◆ **DOCUMENT SEGMENT**:
· · ·

A physical disability does not determine who you are and what you can accomplish. A physical disability is only on the outside. It’s what’s on the inside that really matters.
Being born with Amniotic Band Syndrome has pushed me to succeed and show the world exactly what I can do. I learned to walk with a prosthesis at the age of fifteen months and I have been walking, running and playing sports ever since. I have participated in sports such as swimming, volleyball, track and field, baseball and figure skating. I have excelled in all three of these activities. I’ve played volleyball with our school team, I’ve taken swimming lessons for over five years completing eight levels and I played softball in high school girls league. Out of all these sports, figure skating has been my favourite. My father used an example provided by the War Amps to create a walker out of welded steel and hockey sticks, so that it could slide across the ice while providing me with support as I learned to skate.
I’ve lived in a rural area almost all of my life and it has given me great benefits. Everyone in my town and school knows who I am and the reason behind my disability. Everyone understands and they have learned to look past it to see the real side of me. When I was seven years old my family moved to Olds, Alberta in pursuit of my fathers job. This was a shocking experience. No one knew who I was and they didn’t understand me. It was hard to make new friends and I was constantly starred at. After a few months we moved back home to the people who understood me.

· · ·

◆ **DATASET CONTENT**:

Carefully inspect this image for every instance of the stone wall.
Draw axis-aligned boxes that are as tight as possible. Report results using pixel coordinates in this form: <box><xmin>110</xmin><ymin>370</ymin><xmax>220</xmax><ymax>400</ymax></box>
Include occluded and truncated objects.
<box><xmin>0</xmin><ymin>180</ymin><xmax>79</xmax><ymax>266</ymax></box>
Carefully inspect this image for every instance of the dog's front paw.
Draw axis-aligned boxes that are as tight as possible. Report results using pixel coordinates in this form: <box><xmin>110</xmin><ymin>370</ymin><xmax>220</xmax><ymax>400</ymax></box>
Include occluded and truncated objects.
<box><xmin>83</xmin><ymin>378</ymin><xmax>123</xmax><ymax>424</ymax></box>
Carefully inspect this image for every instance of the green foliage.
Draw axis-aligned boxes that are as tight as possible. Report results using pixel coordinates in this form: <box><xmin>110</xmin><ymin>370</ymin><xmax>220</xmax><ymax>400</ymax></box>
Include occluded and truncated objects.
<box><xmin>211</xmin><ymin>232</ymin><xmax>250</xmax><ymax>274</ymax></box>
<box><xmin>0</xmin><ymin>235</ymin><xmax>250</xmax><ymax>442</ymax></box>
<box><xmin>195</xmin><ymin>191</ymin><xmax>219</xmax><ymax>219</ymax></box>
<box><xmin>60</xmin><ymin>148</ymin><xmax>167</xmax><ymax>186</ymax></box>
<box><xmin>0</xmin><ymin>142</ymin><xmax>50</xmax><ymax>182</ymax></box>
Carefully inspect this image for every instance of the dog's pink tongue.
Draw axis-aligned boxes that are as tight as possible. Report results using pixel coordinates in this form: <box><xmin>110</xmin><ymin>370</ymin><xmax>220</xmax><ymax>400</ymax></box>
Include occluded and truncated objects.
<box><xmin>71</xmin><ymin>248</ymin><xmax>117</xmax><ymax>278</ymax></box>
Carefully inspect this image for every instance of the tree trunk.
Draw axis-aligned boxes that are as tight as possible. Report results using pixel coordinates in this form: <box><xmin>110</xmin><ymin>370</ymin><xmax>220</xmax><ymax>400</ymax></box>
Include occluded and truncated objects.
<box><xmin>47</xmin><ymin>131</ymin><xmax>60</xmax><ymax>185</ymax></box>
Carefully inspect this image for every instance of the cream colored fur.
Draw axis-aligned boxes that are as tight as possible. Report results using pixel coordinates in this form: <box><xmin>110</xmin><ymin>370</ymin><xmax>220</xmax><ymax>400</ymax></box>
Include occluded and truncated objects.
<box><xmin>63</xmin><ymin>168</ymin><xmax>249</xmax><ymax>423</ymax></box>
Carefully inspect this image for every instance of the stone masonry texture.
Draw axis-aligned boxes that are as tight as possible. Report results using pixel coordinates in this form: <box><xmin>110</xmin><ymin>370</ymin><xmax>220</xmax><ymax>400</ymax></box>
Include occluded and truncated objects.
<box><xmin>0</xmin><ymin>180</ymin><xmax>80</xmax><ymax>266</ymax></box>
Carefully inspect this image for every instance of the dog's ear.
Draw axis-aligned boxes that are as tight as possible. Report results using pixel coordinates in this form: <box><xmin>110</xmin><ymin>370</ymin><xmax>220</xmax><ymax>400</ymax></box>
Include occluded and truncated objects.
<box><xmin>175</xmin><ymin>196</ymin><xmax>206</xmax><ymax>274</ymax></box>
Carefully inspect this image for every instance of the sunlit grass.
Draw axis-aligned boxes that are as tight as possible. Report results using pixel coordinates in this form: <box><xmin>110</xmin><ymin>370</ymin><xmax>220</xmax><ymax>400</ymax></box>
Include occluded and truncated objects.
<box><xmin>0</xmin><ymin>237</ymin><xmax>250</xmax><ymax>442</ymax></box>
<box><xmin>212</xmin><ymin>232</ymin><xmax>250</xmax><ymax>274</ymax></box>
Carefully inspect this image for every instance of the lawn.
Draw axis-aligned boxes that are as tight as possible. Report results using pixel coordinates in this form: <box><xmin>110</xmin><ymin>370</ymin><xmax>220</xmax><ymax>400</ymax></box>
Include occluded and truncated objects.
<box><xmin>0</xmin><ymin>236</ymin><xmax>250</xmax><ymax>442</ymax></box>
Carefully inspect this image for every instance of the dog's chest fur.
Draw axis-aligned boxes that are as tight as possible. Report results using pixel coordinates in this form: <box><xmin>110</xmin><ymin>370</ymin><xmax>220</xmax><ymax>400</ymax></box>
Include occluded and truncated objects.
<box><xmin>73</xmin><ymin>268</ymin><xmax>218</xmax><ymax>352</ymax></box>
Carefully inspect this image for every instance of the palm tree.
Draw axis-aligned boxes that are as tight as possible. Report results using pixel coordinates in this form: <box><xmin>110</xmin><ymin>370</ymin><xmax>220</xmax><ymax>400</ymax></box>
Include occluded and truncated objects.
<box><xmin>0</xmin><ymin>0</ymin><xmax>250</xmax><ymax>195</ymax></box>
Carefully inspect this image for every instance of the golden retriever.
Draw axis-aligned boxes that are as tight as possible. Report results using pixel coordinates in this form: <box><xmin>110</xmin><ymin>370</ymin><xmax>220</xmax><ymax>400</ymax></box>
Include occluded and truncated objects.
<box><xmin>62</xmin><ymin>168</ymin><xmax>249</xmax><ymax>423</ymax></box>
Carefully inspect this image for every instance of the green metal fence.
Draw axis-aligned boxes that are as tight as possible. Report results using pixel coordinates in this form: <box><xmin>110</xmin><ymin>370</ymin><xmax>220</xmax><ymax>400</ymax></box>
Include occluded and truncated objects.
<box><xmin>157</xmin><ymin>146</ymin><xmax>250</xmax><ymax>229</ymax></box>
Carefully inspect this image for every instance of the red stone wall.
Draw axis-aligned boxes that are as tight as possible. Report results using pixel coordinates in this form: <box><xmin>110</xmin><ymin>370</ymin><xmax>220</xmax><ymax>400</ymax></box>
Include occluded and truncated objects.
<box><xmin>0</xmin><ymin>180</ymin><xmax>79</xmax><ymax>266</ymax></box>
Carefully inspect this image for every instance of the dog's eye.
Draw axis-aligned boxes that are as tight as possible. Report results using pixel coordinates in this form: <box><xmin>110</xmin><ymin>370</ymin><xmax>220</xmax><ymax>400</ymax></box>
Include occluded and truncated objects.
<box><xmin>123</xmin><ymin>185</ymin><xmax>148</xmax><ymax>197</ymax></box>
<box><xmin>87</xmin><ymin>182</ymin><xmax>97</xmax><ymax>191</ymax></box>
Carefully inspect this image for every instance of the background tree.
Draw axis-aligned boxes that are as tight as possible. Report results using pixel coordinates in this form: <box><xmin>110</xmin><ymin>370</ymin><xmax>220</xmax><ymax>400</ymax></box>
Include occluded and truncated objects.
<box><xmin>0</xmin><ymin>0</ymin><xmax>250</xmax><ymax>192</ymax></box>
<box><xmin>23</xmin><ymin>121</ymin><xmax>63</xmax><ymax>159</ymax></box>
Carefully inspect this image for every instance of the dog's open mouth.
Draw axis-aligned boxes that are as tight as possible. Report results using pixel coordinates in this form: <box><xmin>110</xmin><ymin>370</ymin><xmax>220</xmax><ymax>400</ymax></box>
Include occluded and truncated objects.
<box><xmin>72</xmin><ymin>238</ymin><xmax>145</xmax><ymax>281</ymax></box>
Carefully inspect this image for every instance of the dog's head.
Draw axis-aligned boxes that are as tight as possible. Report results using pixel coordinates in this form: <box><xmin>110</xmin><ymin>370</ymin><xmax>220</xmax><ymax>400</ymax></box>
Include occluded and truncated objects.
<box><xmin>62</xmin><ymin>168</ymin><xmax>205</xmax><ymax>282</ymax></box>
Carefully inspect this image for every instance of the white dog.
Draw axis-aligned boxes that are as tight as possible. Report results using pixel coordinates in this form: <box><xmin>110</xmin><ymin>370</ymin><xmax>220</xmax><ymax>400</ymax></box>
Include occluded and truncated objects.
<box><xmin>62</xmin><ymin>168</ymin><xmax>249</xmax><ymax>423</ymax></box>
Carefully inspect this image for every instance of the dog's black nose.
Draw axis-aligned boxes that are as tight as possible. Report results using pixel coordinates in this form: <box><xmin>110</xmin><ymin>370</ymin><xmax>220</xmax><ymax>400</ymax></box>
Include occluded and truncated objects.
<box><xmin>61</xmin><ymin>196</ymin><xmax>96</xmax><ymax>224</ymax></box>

· · ·

◆ **QUESTIONS**:
A – Using the essay about living with Amniotic Band Syndrome, decide whether each statement agrees with it, answering yes or no and quoting the words that settle it: (i) The writer learned to walk with a prosthesis at fifteen months. (ii) Volleyball has been the writer's favorite sport. (iii) The family stayed in Olds, Alberta for several years.
B – According to the essay about living with Amniotic Band Syndrome, why did the writer's father build a walker out of welded steel and hockey sticks?
C – From the essay about living with Amniotic Band Syndrome, quote the passage from "Being born with" to "learned to skate.".
The records above are separate material, unconnected to the essay.

◆ **ANSWERS PROVIDED**:
A –
(i) Yes: "I learned to walk with a prosthesis at the age of fifteen months"
(ii) No: "Out of all these sports, figure skating has been my favourite."
(iii) No: "After a few months we moved back home to the people who understood me."

B – He built it so that it could slide across the ice while supporting the writer as the writer learned to skate.

C –
Being born with Amniotic Band Syndrome has pushed me to succeed and show the world exactly what I can do. I learned to walk with a prosthesis at the age of fifteen months and I have been walking, running and playing sports ever since. I have participated in sports such as swimming, volleyball, track and field, baseball and figure skating. I have excelled in all three of these activities. I’ve played volleyball with our school team, I’ve taken swimming lessons for over five years completing eight levels and I played softball in high school girls league. Out of all these sports, figure skating has been my favourite. My father used an example provided by the War Amps to create a walker out of welded steel and hockey sticks, so that it could slide across the ice while providing me with support as I learned to skate.